**WHAT IS NEEDED:** Please arrange everything from the start of the items down to the line containing "x=424 y=301" as a Markdown table with the columns Row and Line, skipping blank lines. Leave the pictures out of the answer.

(Dataset items)
— Begin —
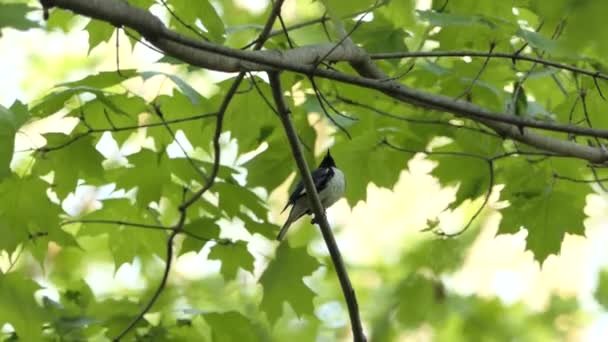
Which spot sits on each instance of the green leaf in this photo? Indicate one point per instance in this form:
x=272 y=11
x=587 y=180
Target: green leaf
x=282 y=282
x=343 y=8
x=248 y=115
x=10 y=122
x=125 y=242
x=467 y=168
x=194 y=96
x=102 y=79
x=538 y=41
x=233 y=196
x=189 y=15
x=232 y=326
x=19 y=308
x=99 y=32
x=601 y=292
x=150 y=185
x=360 y=159
x=233 y=256
x=448 y=19
x=25 y=209
x=424 y=301
x=205 y=228
x=15 y=16
x=76 y=159
x=55 y=101
x=547 y=208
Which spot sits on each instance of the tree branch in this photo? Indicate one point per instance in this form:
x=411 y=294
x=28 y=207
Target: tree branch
x=317 y=208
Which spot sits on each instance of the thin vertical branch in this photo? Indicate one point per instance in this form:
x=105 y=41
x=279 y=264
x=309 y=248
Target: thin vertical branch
x=317 y=208
x=187 y=202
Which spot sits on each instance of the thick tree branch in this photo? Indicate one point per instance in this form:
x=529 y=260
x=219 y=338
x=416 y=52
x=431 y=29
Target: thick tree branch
x=317 y=207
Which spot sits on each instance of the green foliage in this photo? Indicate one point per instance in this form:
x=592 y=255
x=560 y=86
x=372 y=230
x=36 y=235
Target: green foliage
x=282 y=282
x=14 y=16
x=233 y=257
x=10 y=121
x=601 y=292
x=18 y=306
x=77 y=218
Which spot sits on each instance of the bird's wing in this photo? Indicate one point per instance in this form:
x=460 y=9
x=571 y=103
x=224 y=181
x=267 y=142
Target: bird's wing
x=320 y=177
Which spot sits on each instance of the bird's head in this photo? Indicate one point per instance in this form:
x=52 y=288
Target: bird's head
x=328 y=161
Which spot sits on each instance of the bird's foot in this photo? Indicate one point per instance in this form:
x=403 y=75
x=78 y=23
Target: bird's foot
x=315 y=220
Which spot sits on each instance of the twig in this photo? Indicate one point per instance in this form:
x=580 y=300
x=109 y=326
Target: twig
x=317 y=208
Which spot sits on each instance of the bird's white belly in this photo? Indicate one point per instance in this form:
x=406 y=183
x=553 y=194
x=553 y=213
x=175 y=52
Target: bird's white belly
x=334 y=190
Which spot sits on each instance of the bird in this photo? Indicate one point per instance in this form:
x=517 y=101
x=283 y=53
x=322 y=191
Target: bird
x=330 y=184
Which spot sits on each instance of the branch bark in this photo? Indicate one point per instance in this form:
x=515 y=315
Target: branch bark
x=317 y=208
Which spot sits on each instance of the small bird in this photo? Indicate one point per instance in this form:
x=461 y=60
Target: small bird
x=329 y=182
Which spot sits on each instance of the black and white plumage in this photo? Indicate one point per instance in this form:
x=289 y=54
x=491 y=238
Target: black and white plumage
x=329 y=182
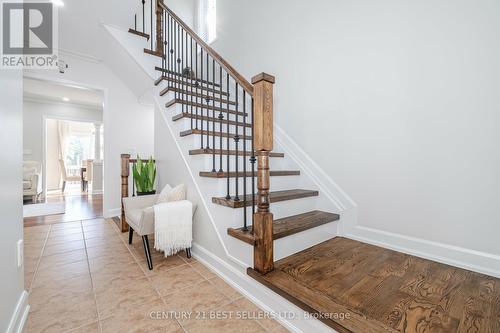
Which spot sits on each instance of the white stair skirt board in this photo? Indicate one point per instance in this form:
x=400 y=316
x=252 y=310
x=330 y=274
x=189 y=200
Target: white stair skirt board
x=44 y=209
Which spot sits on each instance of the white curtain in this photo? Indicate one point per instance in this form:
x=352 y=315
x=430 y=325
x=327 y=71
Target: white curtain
x=206 y=19
x=62 y=135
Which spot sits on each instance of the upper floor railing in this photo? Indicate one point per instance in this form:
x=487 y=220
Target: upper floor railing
x=232 y=116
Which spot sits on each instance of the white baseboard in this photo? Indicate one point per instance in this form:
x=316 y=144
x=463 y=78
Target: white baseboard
x=477 y=261
x=112 y=213
x=260 y=295
x=20 y=315
x=325 y=183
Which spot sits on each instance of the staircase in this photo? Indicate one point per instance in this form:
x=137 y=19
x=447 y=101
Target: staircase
x=229 y=121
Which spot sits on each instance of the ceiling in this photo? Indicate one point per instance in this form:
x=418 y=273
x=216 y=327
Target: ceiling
x=52 y=91
x=80 y=29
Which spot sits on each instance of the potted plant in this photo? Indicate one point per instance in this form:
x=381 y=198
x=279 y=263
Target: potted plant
x=144 y=176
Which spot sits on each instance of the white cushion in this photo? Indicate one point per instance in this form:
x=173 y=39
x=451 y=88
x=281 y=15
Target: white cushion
x=169 y=194
x=26 y=184
x=162 y=197
x=178 y=193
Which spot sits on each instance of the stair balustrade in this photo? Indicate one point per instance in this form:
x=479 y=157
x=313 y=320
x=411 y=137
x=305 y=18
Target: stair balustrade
x=233 y=117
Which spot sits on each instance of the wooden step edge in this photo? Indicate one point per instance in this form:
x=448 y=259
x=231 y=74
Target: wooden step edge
x=244 y=236
x=276 y=196
x=188 y=84
x=288 y=226
x=275 y=173
x=209 y=119
x=201 y=106
x=261 y=278
x=164 y=70
x=197 y=95
x=211 y=133
x=231 y=152
x=158 y=80
x=154 y=53
x=138 y=33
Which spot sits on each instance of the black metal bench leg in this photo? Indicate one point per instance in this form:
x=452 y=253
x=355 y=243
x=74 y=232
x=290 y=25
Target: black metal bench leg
x=148 y=253
x=130 y=234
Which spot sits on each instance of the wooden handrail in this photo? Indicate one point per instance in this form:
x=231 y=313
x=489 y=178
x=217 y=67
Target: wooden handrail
x=247 y=86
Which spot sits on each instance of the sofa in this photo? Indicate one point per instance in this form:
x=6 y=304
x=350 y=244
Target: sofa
x=32 y=180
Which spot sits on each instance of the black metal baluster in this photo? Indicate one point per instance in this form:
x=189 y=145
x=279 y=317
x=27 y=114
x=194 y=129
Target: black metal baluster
x=191 y=76
x=164 y=46
x=252 y=161
x=221 y=117
x=144 y=16
x=213 y=116
x=236 y=142
x=208 y=104
x=245 y=228
x=183 y=80
x=177 y=78
x=228 y=196
x=151 y=34
x=201 y=89
x=196 y=85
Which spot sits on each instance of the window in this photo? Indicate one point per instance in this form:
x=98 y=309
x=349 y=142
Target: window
x=207 y=20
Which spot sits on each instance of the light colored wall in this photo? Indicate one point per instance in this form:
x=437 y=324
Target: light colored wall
x=33 y=121
x=128 y=125
x=185 y=9
x=396 y=100
x=11 y=277
x=52 y=172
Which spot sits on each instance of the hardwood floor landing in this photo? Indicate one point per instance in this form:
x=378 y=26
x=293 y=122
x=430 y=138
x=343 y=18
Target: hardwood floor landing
x=357 y=287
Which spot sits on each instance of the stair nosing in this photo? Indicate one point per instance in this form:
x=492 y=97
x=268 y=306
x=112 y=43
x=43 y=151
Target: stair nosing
x=272 y=198
x=224 y=152
x=232 y=174
x=182 y=115
x=247 y=236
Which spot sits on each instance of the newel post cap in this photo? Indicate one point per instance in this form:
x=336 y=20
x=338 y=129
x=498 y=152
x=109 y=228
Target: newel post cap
x=263 y=77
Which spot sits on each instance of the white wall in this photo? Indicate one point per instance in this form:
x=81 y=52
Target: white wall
x=11 y=277
x=396 y=100
x=34 y=114
x=185 y=9
x=128 y=125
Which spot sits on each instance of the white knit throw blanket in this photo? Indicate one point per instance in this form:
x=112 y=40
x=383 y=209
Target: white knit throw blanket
x=173 y=226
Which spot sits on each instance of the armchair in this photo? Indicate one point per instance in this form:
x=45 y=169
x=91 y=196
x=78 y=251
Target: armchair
x=140 y=216
x=32 y=180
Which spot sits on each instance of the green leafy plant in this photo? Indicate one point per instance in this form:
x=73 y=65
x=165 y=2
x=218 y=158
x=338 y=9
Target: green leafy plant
x=144 y=175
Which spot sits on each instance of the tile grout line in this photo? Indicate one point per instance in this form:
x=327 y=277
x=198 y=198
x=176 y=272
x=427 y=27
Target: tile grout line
x=99 y=324
x=39 y=259
x=118 y=232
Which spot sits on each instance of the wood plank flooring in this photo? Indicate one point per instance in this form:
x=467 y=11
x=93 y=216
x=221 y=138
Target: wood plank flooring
x=78 y=207
x=357 y=287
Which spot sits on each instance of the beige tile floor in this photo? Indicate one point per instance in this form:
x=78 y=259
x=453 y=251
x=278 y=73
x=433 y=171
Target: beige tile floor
x=83 y=277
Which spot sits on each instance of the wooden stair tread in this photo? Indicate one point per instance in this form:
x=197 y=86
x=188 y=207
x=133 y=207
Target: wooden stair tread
x=205 y=118
x=379 y=289
x=138 y=33
x=204 y=106
x=183 y=83
x=154 y=53
x=225 y=152
x=176 y=73
x=288 y=225
x=195 y=94
x=232 y=174
x=275 y=196
x=211 y=133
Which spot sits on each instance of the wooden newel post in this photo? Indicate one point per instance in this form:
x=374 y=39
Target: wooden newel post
x=159 y=30
x=125 y=166
x=263 y=143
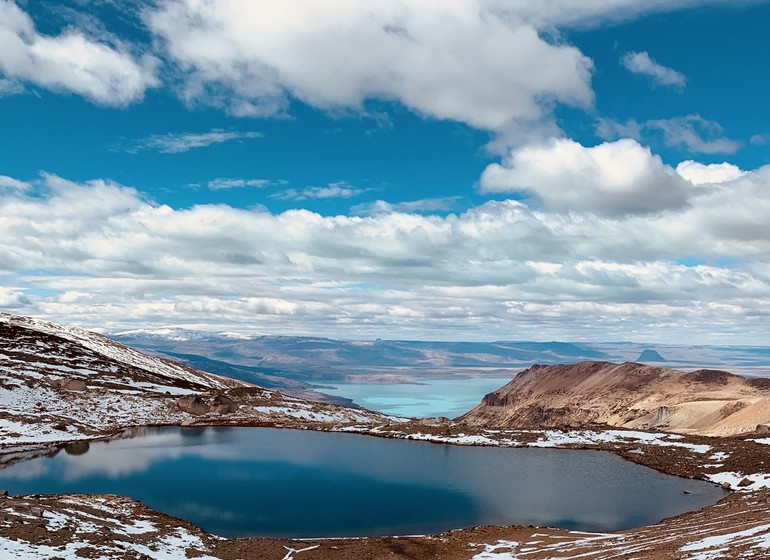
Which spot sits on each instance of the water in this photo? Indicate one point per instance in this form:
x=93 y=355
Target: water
x=431 y=398
x=292 y=483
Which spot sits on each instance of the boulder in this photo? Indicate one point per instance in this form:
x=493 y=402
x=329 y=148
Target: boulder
x=77 y=448
x=194 y=405
x=225 y=405
x=661 y=418
x=77 y=385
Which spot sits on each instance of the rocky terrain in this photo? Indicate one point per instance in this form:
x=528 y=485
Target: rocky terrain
x=61 y=387
x=629 y=395
x=62 y=384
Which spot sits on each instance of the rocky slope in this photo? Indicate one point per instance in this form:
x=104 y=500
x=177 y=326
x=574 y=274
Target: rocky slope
x=629 y=395
x=60 y=384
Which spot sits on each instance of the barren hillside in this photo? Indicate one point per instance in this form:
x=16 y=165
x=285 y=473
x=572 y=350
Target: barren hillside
x=629 y=395
x=61 y=384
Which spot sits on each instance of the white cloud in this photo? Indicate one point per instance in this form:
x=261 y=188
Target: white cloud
x=501 y=268
x=694 y=133
x=641 y=63
x=441 y=204
x=71 y=62
x=614 y=178
x=340 y=189
x=691 y=132
x=184 y=142
x=415 y=53
x=13 y=299
x=568 y=13
x=11 y=183
x=221 y=183
x=700 y=174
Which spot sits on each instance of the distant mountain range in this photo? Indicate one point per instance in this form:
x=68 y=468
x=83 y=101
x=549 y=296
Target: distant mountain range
x=293 y=363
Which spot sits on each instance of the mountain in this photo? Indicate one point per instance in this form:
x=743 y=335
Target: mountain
x=628 y=395
x=649 y=355
x=62 y=383
x=315 y=360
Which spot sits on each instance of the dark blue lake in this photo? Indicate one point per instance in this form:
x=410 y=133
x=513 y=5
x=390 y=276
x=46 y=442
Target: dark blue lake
x=292 y=483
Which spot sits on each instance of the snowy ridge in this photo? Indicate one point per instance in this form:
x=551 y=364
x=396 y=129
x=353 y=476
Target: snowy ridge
x=119 y=353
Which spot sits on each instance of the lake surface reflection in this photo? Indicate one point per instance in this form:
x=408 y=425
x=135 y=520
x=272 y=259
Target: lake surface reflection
x=292 y=483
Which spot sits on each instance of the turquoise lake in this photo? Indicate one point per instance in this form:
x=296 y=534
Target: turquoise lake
x=429 y=398
x=294 y=483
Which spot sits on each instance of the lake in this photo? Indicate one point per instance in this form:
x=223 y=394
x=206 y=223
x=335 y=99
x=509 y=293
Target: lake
x=295 y=483
x=429 y=398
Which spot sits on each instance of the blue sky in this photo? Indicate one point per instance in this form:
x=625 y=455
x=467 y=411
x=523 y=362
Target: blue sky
x=465 y=169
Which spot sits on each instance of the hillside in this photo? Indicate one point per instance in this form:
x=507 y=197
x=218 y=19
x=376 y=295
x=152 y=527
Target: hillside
x=629 y=395
x=60 y=384
x=276 y=359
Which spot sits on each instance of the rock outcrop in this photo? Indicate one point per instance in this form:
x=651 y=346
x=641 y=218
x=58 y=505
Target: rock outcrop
x=629 y=395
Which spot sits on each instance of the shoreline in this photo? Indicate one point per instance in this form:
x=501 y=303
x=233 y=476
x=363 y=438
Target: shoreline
x=686 y=456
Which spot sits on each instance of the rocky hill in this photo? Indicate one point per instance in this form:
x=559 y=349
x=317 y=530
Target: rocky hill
x=629 y=395
x=60 y=384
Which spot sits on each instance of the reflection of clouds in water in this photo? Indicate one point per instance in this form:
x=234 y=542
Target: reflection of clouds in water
x=121 y=458
x=32 y=469
x=196 y=510
x=114 y=463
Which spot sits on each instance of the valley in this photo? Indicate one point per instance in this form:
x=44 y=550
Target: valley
x=64 y=389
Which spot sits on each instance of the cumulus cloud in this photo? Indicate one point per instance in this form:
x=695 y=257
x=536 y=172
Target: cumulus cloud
x=641 y=63
x=171 y=143
x=71 y=62
x=13 y=298
x=414 y=53
x=612 y=179
x=700 y=174
x=691 y=132
x=504 y=265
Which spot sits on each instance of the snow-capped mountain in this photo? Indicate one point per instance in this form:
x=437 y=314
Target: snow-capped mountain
x=62 y=383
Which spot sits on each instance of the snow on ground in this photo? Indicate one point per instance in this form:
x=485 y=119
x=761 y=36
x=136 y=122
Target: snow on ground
x=82 y=532
x=757 y=481
x=554 y=438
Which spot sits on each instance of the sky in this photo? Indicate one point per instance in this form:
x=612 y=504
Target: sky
x=402 y=169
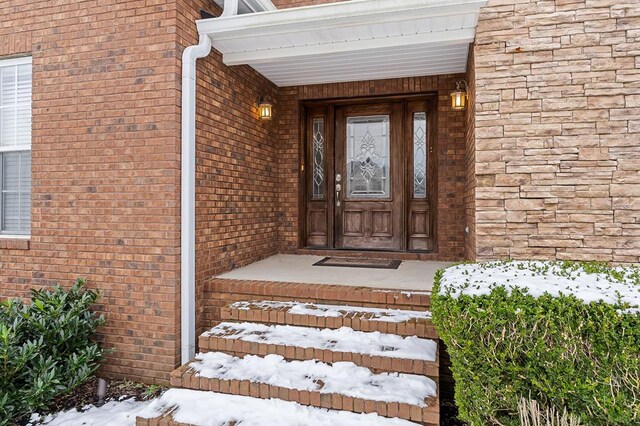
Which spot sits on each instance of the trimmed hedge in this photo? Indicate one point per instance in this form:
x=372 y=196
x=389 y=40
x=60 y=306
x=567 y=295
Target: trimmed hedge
x=46 y=348
x=560 y=351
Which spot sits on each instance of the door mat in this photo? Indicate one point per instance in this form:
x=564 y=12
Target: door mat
x=351 y=262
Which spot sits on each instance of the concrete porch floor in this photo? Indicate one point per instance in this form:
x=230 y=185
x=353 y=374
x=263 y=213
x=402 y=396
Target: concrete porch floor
x=410 y=275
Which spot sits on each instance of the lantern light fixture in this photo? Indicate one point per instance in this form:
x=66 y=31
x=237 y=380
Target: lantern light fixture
x=265 y=108
x=460 y=96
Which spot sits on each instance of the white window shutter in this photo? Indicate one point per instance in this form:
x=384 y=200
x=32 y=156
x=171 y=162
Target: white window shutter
x=15 y=143
x=23 y=105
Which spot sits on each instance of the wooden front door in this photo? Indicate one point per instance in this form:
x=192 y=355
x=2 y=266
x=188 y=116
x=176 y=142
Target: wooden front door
x=368 y=177
x=369 y=180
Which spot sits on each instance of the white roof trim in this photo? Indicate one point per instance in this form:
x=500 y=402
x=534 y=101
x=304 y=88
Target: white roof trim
x=350 y=40
x=250 y=6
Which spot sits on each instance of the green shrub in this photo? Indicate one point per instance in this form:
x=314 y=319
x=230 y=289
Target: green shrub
x=45 y=348
x=506 y=344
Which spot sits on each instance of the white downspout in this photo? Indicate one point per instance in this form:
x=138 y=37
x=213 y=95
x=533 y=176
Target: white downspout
x=188 y=198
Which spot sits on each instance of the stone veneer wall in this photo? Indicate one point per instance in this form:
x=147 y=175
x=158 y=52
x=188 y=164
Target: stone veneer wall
x=470 y=162
x=558 y=130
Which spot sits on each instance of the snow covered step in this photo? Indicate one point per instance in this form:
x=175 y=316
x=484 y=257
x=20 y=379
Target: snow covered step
x=393 y=321
x=189 y=407
x=338 y=386
x=375 y=350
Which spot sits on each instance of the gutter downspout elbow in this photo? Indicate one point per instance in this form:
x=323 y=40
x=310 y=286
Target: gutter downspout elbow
x=188 y=198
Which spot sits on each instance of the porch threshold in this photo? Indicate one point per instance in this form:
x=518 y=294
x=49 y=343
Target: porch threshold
x=285 y=268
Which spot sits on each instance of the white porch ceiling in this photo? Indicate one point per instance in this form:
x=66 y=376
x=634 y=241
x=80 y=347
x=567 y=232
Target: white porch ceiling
x=349 y=41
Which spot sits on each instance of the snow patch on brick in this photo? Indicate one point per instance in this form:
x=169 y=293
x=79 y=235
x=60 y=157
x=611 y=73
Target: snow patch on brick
x=334 y=311
x=214 y=409
x=344 y=339
x=343 y=378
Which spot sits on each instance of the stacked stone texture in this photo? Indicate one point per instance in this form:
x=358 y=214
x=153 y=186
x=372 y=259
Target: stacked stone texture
x=557 y=137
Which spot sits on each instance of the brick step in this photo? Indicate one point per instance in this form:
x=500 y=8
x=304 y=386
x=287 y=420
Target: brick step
x=377 y=351
x=393 y=321
x=184 y=407
x=342 y=386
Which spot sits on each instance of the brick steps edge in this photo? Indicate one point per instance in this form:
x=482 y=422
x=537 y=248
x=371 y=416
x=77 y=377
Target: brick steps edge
x=375 y=363
x=428 y=415
x=415 y=327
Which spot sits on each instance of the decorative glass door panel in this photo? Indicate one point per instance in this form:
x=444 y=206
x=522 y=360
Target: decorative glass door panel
x=368 y=177
x=368 y=157
x=420 y=155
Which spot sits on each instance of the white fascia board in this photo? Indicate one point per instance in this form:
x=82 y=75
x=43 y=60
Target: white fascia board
x=260 y=5
x=251 y=6
x=277 y=54
x=332 y=15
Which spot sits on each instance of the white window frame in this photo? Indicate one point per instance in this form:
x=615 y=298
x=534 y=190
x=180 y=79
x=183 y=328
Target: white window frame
x=10 y=62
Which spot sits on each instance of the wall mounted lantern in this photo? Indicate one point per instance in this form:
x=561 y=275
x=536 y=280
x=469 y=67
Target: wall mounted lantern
x=265 y=108
x=459 y=96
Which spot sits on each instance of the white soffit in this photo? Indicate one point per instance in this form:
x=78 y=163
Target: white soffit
x=250 y=6
x=349 y=41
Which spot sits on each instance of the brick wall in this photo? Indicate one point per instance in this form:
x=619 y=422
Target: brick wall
x=558 y=130
x=106 y=168
x=451 y=175
x=236 y=166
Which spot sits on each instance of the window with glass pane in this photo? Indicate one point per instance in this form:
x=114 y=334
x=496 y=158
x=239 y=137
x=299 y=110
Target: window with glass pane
x=420 y=155
x=318 y=159
x=368 y=157
x=15 y=146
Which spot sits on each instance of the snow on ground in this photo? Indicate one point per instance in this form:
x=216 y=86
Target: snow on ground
x=214 y=409
x=344 y=378
x=335 y=311
x=344 y=339
x=113 y=413
x=537 y=277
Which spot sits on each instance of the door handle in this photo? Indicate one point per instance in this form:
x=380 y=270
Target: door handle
x=338 y=189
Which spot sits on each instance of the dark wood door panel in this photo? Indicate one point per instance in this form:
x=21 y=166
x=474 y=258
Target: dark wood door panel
x=369 y=158
x=388 y=182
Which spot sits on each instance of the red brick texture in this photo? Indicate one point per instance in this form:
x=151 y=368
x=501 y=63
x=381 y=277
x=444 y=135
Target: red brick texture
x=450 y=151
x=236 y=166
x=106 y=168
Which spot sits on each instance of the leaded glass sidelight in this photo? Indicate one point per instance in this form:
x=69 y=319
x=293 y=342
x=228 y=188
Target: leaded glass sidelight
x=420 y=155
x=318 y=173
x=368 y=157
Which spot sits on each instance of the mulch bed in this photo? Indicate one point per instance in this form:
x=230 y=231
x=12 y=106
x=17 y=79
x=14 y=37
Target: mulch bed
x=88 y=394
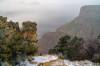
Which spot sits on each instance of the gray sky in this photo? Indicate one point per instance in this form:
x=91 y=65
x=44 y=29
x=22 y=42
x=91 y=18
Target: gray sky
x=49 y=14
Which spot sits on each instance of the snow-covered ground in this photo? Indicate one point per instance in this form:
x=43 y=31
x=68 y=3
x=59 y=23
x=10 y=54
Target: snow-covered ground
x=45 y=58
x=57 y=61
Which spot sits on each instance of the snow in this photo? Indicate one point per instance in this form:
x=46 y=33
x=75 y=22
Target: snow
x=43 y=59
x=57 y=61
x=80 y=63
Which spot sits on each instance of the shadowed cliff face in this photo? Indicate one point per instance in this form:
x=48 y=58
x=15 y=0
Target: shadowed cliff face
x=86 y=25
x=15 y=41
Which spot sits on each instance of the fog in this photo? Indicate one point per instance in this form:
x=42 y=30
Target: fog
x=48 y=14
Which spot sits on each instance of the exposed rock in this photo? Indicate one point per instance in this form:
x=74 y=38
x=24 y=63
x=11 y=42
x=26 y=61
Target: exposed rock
x=86 y=25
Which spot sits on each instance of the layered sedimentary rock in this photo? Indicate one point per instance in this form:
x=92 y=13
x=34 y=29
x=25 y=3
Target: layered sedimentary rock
x=86 y=25
x=16 y=41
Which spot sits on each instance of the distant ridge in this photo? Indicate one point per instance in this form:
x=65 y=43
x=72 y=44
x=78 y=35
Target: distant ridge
x=86 y=25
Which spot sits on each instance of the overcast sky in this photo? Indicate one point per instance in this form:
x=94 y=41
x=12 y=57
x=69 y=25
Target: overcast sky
x=49 y=14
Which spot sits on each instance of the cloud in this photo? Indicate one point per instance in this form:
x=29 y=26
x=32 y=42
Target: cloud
x=49 y=14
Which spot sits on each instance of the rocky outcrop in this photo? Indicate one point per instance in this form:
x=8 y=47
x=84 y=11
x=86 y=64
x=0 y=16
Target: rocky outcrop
x=16 y=41
x=86 y=25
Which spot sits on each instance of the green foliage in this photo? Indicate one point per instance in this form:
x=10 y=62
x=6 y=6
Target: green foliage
x=13 y=46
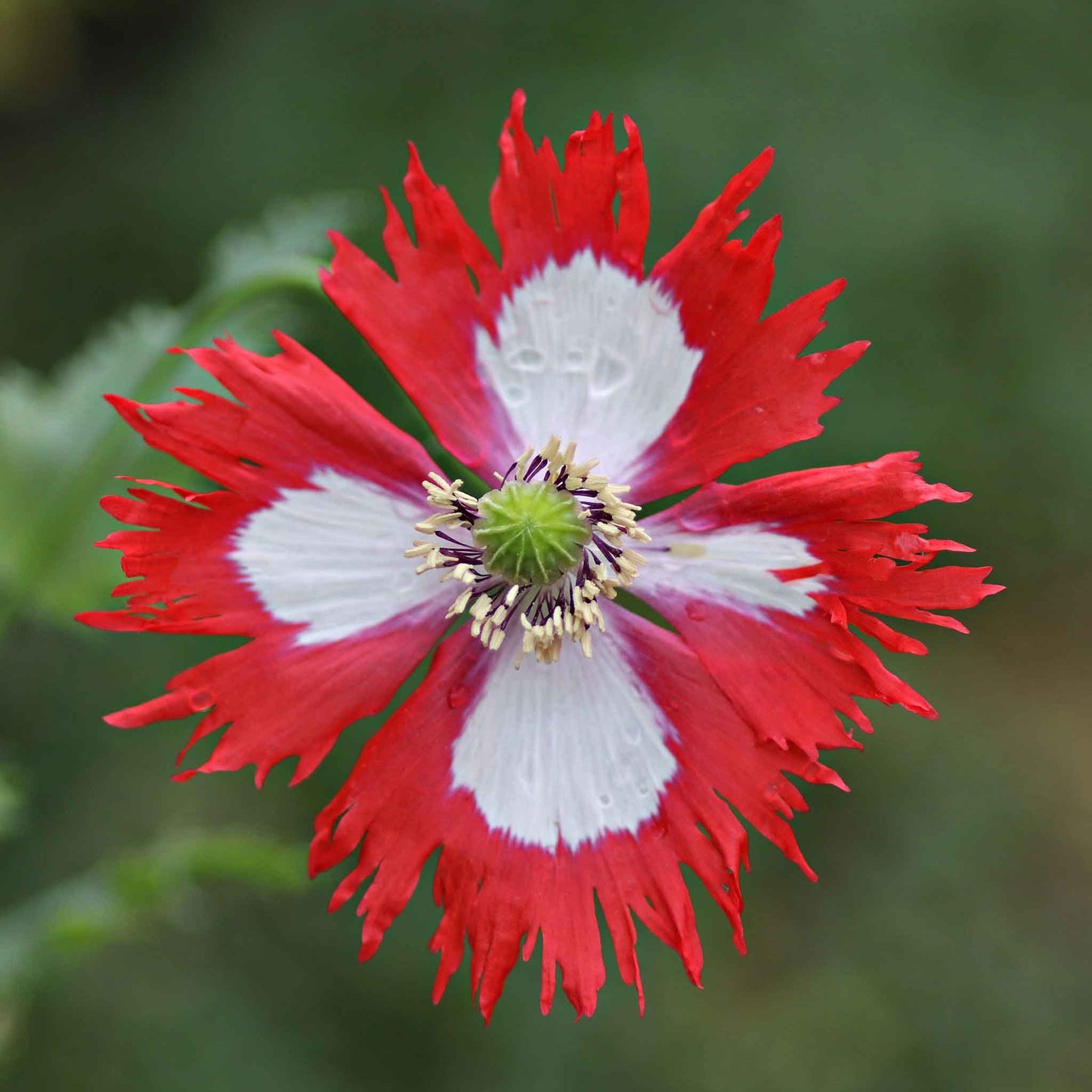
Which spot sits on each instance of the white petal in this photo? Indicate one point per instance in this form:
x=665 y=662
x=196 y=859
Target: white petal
x=333 y=557
x=586 y=353
x=565 y=751
x=732 y=565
— End —
**TASK RESPONSE:**
| Row | Line |
|---|---|
| 1 | Which spot sits on each instance of the green leaf in this photo? Indicate one point per instance in this form: |
| 2 | x=272 y=11 |
| 3 | x=587 y=180 |
| 4 | Target: green leaf |
| 5 | x=282 y=282 |
| 6 | x=343 y=8 |
| 7 | x=248 y=115 |
| 8 | x=10 y=122 |
| 9 | x=125 y=242 |
| 10 | x=467 y=168 |
| 11 | x=194 y=96 |
| 12 | x=102 y=79 |
| 13 | x=538 y=41 |
| 14 | x=233 y=196 |
| 15 | x=189 y=15 |
| 16 | x=232 y=326 |
| 17 | x=19 y=308 |
| 18 | x=99 y=32 |
| 19 | x=601 y=292 |
| 20 | x=150 y=185 |
| 21 | x=360 y=159 |
| 22 | x=233 y=256 |
| 23 | x=448 y=19 |
| 24 | x=25 y=209 |
| 25 | x=424 y=301 |